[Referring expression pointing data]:
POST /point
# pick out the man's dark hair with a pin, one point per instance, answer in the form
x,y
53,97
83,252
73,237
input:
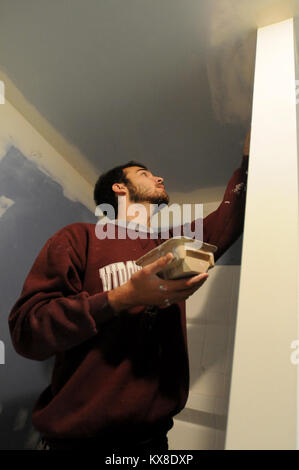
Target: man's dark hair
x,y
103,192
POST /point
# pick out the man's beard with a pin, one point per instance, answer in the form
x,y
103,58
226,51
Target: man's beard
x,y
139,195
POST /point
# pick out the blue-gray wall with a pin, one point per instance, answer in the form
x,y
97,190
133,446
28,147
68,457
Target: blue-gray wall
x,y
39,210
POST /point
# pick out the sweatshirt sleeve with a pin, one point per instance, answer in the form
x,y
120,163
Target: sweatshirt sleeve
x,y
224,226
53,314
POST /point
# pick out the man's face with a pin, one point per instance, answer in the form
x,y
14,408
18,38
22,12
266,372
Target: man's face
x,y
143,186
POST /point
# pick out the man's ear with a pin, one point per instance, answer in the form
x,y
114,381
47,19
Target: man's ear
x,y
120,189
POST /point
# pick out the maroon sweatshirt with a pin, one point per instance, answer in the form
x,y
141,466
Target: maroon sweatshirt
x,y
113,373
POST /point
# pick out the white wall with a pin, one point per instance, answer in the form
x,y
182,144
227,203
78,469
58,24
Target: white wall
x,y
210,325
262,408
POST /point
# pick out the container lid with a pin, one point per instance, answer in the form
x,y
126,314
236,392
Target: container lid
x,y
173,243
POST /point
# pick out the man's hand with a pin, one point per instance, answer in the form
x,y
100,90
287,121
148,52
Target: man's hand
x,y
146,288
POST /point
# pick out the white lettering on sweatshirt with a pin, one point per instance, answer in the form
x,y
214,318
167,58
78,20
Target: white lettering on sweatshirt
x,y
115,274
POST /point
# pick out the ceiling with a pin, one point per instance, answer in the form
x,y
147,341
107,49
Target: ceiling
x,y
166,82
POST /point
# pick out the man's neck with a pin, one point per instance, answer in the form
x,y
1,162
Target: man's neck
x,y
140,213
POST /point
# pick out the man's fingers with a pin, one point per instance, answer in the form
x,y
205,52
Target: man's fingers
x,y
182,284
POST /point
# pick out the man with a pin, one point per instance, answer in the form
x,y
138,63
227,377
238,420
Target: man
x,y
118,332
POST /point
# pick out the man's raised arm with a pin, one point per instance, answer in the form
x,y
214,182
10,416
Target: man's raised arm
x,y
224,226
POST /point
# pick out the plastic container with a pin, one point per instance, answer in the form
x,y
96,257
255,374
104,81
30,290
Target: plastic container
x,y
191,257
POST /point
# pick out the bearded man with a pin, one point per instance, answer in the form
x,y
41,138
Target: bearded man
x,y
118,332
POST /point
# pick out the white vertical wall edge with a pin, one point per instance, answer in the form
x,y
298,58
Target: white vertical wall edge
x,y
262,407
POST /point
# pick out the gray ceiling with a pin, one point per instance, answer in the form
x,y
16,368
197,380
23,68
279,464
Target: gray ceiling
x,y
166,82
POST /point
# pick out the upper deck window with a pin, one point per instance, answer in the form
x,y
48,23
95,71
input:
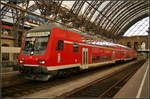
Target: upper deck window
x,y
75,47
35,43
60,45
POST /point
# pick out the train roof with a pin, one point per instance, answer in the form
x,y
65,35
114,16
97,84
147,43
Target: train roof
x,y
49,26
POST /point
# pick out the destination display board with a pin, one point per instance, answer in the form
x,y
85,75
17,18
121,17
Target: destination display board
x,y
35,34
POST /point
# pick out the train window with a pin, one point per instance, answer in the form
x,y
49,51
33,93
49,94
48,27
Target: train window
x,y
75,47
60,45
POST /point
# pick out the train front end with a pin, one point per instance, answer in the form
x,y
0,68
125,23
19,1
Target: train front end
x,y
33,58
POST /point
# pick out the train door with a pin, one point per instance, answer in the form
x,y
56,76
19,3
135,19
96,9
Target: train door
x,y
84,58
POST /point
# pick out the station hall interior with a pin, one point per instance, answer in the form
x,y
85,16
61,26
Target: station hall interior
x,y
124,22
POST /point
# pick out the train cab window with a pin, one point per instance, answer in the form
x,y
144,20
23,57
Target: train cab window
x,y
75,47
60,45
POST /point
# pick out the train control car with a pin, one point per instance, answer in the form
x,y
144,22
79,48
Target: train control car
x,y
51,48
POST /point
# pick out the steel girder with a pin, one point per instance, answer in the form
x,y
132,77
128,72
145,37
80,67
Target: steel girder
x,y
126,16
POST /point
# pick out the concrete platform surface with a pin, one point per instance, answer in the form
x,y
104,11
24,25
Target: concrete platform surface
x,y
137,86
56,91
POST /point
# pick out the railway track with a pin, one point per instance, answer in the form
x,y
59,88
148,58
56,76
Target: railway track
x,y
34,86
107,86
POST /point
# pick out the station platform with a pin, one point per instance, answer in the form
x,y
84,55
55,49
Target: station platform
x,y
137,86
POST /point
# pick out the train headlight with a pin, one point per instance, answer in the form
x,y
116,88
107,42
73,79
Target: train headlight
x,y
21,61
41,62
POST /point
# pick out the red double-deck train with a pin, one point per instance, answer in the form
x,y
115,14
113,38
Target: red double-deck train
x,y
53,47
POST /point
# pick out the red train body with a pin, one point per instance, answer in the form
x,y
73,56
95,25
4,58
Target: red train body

[Work task]: Determine how many lines in the data above contain the string "body". Give nothing except the number.

[Written reply]: 2